Reproduce word for word the line that contains "In this exercise you will annotate the gray sectional" and every line after it to the end of the records, with nothing else added.

[Provided data]

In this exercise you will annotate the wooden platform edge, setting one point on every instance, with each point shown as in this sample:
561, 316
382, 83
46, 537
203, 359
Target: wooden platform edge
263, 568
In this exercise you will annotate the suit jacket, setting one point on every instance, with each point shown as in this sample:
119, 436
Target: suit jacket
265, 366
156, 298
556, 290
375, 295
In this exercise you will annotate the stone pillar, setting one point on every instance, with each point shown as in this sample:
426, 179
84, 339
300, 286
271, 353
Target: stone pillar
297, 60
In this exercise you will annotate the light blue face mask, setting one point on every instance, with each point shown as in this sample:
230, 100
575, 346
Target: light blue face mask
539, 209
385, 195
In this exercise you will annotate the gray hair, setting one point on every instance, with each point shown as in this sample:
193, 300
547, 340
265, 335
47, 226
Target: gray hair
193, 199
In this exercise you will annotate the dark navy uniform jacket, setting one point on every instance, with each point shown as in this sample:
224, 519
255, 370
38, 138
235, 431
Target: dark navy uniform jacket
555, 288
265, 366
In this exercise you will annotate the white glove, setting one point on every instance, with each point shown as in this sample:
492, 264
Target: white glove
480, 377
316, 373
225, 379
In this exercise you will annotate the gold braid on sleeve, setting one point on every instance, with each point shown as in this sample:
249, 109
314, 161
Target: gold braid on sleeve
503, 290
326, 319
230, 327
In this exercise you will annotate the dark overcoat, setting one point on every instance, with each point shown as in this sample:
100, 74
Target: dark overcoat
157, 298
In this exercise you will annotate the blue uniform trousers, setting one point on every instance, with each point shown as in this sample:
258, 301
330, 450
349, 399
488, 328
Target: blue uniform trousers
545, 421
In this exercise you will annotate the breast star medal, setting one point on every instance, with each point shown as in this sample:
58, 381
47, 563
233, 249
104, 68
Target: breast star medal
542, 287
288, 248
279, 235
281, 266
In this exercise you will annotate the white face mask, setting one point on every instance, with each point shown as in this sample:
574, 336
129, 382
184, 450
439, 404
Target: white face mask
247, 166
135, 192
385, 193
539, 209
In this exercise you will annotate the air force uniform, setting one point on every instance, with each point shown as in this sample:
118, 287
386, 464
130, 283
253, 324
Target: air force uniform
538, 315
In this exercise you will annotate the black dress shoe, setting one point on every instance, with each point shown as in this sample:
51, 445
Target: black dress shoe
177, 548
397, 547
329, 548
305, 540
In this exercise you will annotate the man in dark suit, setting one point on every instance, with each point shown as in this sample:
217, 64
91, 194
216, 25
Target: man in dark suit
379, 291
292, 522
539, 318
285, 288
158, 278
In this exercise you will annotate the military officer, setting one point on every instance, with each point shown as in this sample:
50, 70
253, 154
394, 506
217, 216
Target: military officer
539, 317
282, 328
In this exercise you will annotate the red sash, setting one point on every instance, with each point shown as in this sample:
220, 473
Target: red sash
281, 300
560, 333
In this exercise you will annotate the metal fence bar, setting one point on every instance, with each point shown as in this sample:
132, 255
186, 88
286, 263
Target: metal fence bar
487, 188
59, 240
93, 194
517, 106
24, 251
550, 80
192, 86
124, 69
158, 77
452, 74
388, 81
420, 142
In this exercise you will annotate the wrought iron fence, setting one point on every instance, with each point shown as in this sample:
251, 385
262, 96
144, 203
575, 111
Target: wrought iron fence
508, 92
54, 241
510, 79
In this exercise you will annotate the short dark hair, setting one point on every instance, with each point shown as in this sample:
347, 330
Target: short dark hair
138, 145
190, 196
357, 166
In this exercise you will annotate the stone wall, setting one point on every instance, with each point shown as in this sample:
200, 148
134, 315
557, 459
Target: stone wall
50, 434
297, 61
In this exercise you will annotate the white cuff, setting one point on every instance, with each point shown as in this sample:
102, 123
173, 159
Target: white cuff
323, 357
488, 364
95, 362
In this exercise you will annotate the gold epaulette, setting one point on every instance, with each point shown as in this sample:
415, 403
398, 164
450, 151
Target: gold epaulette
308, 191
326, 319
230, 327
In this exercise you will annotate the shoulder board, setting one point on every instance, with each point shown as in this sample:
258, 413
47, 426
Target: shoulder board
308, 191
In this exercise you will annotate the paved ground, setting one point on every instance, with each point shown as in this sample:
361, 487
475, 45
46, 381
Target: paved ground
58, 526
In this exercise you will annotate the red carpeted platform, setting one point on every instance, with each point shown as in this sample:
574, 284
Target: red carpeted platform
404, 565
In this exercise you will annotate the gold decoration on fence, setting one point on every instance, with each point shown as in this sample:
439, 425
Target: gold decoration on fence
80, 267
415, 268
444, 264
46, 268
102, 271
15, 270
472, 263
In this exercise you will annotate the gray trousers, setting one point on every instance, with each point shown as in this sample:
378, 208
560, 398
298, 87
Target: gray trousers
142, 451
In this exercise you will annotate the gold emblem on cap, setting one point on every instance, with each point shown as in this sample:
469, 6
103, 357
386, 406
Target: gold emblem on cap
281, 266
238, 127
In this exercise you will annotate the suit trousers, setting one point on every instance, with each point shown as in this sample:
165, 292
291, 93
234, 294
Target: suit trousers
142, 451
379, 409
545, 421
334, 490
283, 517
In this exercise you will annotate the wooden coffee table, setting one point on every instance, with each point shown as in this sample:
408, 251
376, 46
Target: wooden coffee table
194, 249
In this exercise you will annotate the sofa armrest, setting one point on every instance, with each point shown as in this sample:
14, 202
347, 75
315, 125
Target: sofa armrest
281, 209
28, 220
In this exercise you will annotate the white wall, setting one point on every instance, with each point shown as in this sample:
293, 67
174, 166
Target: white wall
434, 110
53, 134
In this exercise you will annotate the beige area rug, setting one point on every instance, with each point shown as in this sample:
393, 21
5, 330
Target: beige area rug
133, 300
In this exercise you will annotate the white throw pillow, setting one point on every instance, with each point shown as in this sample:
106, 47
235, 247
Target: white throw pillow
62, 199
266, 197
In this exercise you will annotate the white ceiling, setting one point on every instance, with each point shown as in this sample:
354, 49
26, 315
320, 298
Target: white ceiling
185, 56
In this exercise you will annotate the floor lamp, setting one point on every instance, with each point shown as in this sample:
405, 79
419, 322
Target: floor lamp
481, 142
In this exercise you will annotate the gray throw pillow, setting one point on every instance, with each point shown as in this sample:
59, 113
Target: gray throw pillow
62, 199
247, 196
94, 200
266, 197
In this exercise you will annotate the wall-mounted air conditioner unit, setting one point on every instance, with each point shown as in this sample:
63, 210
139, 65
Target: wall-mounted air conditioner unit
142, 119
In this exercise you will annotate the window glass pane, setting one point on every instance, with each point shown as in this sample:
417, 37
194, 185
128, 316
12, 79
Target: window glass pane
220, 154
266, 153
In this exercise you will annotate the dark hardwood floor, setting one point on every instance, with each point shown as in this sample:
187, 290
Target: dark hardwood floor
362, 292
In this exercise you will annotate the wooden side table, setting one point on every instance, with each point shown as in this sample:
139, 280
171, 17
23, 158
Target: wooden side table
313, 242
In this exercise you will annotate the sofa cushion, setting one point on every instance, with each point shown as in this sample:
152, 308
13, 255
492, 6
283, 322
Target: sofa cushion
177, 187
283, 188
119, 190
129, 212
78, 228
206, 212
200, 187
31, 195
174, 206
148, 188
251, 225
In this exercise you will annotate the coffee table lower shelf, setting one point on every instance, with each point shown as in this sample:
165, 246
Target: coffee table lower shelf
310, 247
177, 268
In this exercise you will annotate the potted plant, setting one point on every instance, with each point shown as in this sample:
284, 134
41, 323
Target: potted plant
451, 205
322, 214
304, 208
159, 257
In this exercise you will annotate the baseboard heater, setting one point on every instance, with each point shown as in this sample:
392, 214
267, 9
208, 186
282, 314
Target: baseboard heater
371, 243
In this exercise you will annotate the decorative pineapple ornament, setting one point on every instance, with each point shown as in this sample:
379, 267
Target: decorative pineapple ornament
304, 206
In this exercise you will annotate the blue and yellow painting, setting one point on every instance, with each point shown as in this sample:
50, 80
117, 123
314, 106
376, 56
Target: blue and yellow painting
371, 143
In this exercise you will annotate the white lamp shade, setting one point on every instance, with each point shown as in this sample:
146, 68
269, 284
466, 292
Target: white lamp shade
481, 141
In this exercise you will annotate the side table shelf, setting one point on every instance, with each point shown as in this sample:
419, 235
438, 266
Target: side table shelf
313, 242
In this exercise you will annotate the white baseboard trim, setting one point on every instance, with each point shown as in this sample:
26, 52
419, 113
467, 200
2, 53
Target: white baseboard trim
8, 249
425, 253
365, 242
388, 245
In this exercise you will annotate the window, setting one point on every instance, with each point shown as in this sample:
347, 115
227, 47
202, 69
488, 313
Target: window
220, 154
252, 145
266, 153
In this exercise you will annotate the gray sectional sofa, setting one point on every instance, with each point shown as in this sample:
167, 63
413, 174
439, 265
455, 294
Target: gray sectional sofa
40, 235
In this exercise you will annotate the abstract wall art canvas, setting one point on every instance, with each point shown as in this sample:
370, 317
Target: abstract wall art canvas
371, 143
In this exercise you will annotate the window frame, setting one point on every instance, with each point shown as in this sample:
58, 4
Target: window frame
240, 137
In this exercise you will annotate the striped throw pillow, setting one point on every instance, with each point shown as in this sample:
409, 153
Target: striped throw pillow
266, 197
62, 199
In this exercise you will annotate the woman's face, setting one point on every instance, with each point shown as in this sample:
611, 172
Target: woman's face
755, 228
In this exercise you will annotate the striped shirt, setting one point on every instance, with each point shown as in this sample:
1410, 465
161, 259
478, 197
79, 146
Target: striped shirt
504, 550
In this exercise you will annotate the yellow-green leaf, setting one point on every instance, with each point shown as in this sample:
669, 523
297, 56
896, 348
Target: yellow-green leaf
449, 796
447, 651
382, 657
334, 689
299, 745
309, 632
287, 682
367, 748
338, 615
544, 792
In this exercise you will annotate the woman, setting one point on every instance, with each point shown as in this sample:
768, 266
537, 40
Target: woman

[/Provided data]

Expected output:
In this exercise you will annotate the gray sectional sofa, setting one point on every instance, with each point shown as in this sample:
167, 63
413, 174
439, 265
455, 294
Target: gray sectional sofa
40, 235
In this exercise you will annotate the abstract wall art canvas, setting one point on every instance, with each point shown as in this sample:
370, 317
Target: abstract wall art canvas
371, 143
In this exercise you will annotate the window frame, setting one point on every instance, with each point shown as in this sample:
58, 4
Target: window frame
240, 137
In this exercise you will annotate the striped throw pillow, setting one point on every instance, with each point shown as in this sample:
409, 153
Target: striped throw pillow
266, 197
62, 199
In this exercise you will annotate the woman's face, setting one point on every instance, with each point shown as in this sample:
611, 172
Target: woman's face
755, 228
In this exercise you will annotate the striped shirt, setting one point on every instance, with each point shown as in this sample:
1410, 465
161, 259
478, 197
79, 146
Target: striped shirt
504, 550
In this exercise you will annotate the yellow-green leaf, setting one point on every instance, with each point shown as in this sample:
669, 523
297, 56
896, 348
Target: yellow-green leaf
449, 796
447, 651
382, 657
334, 689
299, 745
309, 632
287, 682
367, 748
338, 615
544, 792
In this exercise you will annotate the woman, setting one point on every instance, with each point shown as in this sample:
768, 266
537, 40
Target: woman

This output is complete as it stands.